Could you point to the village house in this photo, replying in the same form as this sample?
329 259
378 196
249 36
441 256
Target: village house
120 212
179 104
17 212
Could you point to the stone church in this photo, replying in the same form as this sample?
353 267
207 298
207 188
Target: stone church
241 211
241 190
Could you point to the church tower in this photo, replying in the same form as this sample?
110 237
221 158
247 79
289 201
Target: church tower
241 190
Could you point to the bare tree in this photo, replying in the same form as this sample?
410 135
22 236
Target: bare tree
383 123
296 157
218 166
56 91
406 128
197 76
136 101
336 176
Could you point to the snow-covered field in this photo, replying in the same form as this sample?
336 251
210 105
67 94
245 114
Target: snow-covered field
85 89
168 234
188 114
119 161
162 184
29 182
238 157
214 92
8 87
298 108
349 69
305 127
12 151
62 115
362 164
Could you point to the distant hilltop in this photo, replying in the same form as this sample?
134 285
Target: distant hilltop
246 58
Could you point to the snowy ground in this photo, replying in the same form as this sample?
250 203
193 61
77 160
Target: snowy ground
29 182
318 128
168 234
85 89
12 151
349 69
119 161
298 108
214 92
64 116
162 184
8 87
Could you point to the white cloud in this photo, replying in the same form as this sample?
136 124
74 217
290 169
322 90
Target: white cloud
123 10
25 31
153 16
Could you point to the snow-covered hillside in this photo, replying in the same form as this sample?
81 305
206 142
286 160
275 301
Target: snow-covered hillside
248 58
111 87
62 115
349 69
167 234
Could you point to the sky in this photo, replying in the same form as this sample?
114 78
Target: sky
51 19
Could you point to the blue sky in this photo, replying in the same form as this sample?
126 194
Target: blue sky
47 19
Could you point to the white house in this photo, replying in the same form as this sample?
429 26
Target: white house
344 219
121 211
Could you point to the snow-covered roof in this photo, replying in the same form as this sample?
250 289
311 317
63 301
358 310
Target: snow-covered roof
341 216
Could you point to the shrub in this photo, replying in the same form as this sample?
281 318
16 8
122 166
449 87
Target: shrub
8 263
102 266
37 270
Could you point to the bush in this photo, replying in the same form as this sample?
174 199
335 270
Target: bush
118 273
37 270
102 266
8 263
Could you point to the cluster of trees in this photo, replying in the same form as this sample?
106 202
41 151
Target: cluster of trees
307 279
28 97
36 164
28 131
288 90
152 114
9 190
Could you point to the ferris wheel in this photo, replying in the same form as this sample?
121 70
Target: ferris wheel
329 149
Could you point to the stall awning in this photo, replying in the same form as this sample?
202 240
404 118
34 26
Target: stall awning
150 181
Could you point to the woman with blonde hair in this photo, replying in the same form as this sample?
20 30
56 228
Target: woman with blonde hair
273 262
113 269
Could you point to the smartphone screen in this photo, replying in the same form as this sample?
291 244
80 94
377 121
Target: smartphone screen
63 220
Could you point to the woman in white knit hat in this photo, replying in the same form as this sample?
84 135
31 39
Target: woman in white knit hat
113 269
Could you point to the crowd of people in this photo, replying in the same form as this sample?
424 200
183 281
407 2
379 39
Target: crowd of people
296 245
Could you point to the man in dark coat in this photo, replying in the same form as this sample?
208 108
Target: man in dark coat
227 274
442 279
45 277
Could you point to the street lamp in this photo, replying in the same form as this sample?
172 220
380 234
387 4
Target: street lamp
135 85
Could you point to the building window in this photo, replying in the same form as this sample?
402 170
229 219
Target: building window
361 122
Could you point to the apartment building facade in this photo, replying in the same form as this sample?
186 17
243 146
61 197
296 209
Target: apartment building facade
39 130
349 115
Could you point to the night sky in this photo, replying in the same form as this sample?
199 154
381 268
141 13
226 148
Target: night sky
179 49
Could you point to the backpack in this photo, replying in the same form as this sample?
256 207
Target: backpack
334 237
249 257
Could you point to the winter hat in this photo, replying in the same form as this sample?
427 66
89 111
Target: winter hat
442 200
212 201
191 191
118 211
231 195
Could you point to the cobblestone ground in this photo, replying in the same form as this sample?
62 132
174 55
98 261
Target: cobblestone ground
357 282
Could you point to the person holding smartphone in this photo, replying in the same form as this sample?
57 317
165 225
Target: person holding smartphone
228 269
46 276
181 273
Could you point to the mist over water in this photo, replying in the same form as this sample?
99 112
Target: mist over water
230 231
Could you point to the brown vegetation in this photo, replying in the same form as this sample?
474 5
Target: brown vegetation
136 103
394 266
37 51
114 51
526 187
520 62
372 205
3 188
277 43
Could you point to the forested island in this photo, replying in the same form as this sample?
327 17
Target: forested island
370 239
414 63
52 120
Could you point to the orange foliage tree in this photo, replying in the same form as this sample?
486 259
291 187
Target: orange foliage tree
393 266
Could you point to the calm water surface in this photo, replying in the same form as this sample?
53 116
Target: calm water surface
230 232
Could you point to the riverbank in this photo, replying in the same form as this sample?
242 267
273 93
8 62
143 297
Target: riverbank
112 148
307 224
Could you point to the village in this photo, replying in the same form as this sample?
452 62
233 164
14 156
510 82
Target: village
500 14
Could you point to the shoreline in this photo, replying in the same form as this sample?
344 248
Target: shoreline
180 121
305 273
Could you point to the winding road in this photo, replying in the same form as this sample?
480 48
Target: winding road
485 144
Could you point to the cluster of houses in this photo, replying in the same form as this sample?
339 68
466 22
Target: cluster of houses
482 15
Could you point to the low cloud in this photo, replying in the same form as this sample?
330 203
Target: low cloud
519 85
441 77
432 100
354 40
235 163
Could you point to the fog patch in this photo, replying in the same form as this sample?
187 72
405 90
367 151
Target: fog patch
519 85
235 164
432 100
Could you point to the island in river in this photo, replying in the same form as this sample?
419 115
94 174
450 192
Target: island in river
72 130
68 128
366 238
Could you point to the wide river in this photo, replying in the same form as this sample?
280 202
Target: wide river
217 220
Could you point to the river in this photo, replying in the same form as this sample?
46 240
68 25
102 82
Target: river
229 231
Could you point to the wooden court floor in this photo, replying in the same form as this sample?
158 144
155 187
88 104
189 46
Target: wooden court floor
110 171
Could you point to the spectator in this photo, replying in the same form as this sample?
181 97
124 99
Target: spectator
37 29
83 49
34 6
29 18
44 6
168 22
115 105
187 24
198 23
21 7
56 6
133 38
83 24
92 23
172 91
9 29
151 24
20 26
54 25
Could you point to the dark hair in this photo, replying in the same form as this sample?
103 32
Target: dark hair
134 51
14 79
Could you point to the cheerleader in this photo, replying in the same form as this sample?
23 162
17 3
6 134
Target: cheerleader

# # #

Leave out every line ahead of the one containing "Could you point to the island" and print the rest of the listing exactly.

_Reply_
Could you point to the island in river in this photo, replying in the same form as this sample?
419 115
94 174
450 192
Target: island in river
72 130
68 128
366 238
Could you point to the wide river in this photo, replying in the same form as this sample?
280 202
Target: wide river
217 220
Could you point to the river in this photo, replying in the same form as this sample?
46 240
68 25
102 82
Target: river
229 231
Could you point to the wooden court floor in this photo, replying in the same form as this sample?
158 144
155 187
88 104
189 46
Target: wooden court floor
110 171
Could you point to the spectator in this photo, replying in the same form as this sample?
181 97
124 99
Target: spectator
37 29
83 49
34 6
29 18
44 6
168 22
115 105
187 24
198 23
21 7
56 6
133 38
83 24
92 23
172 91
9 29
151 24
20 26
54 25
Could you point to the dark hair in this photo, replying in the same form as this sample?
103 32
Target: dark hair
134 51
14 79
Could you point to the cheerleader in this photo, replying in the same form as this sample?
23 162
17 3
6 134
Target: cheerleader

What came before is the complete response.